[Quoted text start]
The first assignment predicates error *Page 899 upon permitting the witness Byers to testify that he had authority from the appellee company to sell stock, and take notes or cash in payment thereof. The objection to the evidence is that the written contract of agency given the witness, which contained the precise authority orally stated, was the best evidence. There is no question made in the record of any want of authority in Byers, as the agent of appellee, to take notes for the payment of stock. The manager of the agency department of appellee testified that Byers was the duly authorized agent of appellee to sell stock. And the appellee stands on the notes taken by Byers as being within his authority as agent to take in payment of stock. The assignment, therefore, does not present error sufficient for reversal of the judgment.
The sixth assignment of error is to the point that appellee, a foreign corporation, without any permit to do business in Texas at the time of the execution of the notes, was incapacitated to sue. The appellee was organized for the purpose of writing insurance on the lives of individuals. At the time of the instant suit it had a permit to do business in the state of Texas, but did not at the time of execution of the notes. The notes sued on were given in payment for shares of capital stock of the corporation which were to be issued when the notes were paid. It is not believed that the selling of the stock for which the notes in suit were given was transacting or doing business in the sense of the statute. Bank v. Leeper, 121 Mo. App. 688, 97 S.W. 636.
[Quoted text end]
[Records start]
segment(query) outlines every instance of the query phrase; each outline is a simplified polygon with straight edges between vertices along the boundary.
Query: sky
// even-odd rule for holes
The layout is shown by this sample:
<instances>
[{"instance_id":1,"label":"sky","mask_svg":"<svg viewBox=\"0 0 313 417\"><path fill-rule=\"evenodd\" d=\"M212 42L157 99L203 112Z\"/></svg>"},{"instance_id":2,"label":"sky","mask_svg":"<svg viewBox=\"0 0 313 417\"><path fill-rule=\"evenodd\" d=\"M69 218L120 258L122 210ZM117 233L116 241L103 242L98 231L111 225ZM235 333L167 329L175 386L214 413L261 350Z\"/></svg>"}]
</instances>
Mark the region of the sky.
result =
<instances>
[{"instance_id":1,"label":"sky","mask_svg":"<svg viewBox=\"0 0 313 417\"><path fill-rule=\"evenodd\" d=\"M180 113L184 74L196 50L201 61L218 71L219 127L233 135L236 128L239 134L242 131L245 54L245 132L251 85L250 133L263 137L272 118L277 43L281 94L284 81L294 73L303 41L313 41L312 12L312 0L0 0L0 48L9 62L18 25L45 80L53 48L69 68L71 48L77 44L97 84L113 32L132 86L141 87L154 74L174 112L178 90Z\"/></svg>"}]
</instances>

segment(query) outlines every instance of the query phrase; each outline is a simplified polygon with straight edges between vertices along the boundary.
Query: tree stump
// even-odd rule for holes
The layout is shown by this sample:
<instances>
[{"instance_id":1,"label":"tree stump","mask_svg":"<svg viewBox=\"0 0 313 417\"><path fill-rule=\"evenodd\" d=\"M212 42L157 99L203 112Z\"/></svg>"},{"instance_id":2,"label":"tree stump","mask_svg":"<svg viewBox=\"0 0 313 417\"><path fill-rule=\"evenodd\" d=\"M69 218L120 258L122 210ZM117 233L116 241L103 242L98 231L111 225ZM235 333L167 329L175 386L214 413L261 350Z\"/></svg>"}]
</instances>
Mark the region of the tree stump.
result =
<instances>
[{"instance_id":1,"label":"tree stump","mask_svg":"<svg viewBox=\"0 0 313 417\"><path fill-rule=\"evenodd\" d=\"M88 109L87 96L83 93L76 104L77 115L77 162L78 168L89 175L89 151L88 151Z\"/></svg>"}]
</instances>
[Records end]
• [Tasks to perform]
A - In the opinion, what was the appellee company organized to do?
B - Explain why the opinion holds that the first assignment does not present error sufficient to reverse the judgment.

• [Solutions below]
A - It was organized to write insurance on the lives of individuals.

B - The record raises no question that Byers, as the appellee's agent, lacked authority to take notes for stock. The manager of the appellee's agency department testified that Byers was its duly authorized agent to sell stock, and the appellee relies on the notes as within his authority.